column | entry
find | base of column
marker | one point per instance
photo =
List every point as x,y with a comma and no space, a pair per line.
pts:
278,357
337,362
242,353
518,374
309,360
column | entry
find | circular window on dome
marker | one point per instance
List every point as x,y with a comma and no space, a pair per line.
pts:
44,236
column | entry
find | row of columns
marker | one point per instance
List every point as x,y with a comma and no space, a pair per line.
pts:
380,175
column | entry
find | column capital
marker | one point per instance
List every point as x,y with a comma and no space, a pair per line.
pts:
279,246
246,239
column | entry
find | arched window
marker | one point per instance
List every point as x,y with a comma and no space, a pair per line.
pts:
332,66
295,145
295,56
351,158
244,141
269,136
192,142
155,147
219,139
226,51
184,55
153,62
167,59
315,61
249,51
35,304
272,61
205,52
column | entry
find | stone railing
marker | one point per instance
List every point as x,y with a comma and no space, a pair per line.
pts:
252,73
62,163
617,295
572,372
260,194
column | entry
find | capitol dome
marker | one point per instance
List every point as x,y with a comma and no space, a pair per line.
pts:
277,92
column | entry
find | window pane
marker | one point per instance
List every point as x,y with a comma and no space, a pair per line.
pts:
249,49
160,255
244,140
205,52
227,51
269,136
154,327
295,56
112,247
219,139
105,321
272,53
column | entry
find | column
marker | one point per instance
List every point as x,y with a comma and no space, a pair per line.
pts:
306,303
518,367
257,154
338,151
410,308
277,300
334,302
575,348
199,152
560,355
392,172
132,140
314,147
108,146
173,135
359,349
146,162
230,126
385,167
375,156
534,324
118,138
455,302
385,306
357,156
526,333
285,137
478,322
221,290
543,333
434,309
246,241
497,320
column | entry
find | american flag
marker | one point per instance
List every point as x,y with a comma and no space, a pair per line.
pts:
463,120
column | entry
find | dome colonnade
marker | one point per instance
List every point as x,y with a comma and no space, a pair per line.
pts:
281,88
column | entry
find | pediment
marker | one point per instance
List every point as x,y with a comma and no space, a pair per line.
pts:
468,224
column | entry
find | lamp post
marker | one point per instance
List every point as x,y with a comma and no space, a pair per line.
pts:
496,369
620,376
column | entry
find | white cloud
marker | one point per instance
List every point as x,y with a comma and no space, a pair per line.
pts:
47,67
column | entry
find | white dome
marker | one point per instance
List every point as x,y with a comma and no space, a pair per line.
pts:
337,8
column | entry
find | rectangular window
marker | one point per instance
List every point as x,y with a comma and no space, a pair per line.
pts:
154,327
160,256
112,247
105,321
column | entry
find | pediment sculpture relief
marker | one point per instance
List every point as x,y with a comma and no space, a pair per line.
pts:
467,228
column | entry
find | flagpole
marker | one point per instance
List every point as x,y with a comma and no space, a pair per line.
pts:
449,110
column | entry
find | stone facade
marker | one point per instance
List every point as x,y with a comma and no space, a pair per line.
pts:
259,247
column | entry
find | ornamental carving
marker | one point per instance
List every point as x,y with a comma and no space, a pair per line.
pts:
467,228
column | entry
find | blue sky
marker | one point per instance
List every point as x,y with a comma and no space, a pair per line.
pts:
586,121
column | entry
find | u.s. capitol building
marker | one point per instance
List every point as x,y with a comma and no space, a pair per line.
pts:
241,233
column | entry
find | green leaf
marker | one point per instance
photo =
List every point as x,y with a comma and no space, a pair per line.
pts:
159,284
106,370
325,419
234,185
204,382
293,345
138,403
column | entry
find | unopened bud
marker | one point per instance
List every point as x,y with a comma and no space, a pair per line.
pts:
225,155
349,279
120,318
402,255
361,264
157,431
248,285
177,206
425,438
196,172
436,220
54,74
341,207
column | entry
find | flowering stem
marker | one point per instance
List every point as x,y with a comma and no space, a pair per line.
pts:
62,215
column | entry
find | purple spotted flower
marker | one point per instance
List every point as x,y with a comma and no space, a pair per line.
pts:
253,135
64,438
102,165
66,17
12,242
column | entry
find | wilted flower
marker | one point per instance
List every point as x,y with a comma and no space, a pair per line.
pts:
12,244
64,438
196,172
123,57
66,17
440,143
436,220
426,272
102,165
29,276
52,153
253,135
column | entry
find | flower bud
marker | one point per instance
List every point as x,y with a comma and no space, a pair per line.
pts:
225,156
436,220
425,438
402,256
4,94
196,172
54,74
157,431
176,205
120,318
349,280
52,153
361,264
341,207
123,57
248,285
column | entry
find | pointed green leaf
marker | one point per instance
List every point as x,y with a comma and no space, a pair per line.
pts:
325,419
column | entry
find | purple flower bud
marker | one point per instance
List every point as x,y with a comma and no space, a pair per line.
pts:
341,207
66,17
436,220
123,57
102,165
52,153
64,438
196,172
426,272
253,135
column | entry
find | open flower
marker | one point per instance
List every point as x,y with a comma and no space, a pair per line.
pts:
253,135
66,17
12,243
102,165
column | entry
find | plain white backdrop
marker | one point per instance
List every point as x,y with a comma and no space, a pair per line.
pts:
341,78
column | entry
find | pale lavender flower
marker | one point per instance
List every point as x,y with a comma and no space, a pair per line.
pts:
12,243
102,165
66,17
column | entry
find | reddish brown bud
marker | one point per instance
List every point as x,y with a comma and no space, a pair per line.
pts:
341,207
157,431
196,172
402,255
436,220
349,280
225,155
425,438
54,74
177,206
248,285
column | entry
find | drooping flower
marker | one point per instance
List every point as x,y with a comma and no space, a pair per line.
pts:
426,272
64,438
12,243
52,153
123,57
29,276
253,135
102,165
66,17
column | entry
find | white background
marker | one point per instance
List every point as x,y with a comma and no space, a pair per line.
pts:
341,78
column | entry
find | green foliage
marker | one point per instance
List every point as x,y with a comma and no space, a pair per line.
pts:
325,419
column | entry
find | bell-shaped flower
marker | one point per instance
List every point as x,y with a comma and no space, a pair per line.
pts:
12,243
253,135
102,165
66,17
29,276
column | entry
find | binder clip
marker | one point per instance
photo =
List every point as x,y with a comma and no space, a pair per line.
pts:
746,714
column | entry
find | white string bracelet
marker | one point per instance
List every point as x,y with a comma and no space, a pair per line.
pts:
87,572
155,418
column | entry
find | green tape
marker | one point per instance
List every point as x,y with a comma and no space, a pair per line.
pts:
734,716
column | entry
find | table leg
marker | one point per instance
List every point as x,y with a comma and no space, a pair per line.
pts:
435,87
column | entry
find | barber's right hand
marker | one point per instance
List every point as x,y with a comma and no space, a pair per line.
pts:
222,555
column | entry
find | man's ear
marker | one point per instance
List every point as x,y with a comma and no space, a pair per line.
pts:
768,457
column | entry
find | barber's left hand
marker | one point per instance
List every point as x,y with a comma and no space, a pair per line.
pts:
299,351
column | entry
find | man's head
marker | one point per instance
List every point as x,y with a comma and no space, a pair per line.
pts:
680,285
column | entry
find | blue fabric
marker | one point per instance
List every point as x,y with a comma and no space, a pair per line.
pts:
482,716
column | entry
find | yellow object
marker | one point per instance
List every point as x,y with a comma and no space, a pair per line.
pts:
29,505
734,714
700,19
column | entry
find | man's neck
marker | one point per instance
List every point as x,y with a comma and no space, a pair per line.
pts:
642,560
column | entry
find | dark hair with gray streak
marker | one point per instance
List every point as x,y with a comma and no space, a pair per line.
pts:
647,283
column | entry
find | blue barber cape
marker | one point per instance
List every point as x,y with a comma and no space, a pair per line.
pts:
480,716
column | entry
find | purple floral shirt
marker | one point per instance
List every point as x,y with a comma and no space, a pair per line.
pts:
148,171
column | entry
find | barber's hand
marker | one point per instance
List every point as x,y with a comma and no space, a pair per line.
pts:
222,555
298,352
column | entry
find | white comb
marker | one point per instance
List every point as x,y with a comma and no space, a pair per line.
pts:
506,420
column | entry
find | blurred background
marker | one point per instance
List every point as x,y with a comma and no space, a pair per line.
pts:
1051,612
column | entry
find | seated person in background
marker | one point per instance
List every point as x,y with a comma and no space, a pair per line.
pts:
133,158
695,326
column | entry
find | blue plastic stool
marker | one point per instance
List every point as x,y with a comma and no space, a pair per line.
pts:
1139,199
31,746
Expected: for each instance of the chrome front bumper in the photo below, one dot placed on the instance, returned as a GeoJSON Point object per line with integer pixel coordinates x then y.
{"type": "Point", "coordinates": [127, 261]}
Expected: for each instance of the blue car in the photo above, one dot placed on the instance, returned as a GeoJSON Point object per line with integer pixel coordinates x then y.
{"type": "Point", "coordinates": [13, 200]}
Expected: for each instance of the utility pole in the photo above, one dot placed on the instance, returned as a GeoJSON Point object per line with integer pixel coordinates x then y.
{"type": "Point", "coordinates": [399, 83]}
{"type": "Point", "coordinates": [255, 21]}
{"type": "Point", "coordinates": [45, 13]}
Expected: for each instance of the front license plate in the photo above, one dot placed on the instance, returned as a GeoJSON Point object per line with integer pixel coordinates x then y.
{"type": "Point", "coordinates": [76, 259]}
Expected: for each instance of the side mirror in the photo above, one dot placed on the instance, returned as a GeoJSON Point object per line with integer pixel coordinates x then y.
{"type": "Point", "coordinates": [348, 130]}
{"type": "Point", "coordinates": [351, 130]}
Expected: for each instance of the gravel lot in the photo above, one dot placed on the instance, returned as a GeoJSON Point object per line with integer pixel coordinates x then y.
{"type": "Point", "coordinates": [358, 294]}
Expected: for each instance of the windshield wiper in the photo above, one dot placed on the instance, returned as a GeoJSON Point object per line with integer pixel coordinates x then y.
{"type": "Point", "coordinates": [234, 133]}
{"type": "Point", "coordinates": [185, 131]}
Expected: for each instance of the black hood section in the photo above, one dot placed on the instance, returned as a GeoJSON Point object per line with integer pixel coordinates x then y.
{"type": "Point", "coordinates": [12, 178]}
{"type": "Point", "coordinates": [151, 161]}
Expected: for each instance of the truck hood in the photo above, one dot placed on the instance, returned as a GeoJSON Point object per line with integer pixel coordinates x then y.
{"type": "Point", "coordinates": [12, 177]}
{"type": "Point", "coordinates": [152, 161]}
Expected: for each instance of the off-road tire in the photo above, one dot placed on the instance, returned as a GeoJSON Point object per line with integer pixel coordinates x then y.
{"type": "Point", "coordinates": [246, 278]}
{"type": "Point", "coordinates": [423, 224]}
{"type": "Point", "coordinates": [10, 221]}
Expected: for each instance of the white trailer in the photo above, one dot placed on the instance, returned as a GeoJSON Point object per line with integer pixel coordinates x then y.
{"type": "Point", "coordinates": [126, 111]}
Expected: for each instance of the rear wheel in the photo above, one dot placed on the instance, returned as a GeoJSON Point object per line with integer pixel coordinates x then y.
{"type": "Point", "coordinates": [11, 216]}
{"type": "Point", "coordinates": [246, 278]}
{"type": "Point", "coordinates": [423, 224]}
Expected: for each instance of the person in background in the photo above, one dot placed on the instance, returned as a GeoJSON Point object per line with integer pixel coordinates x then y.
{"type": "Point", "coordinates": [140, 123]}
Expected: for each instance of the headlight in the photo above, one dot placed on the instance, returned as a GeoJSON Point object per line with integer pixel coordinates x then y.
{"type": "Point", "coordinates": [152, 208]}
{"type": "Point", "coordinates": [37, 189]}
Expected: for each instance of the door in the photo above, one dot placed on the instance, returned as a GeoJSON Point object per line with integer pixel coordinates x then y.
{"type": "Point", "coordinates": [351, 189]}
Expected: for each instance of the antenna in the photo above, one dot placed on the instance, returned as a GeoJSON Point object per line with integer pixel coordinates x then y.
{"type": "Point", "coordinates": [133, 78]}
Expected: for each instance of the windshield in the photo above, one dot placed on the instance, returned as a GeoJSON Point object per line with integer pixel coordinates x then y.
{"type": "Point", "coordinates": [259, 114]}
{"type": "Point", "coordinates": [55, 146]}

### Work to be completed
Copy exactly, and only, the lines from the one containing "Expected: for each instance of the headlight" through the last line of the listing.

### Problem solution
Expected: for each instance of the headlight in the photo above, one dot placed on the instance, returned as a GeoJSON Point object per line with integer pixel coordinates x then y.
{"type": "Point", "coordinates": [152, 208]}
{"type": "Point", "coordinates": [37, 189]}
Expected: for each instance of the door in the photo above, one dot placed on the instance, returned as a GeoJSON Point object per line with integer pixel coordinates x then y.
{"type": "Point", "coordinates": [351, 189]}
Expected: for each instance of the antenna in the photo above, one dot placed on the instance, returned as a GeoJSON Point object per line with integer pixel coordinates x then y.
{"type": "Point", "coordinates": [133, 78]}
Expected: for each instance of the windshield in the photo above, one dot placed on the instance, returned as a GeoJSON Point object per line with integer pixel coordinates x then y.
{"type": "Point", "coordinates": [259, 114]}
{"type": "Point", "coordinates": [55, 146]}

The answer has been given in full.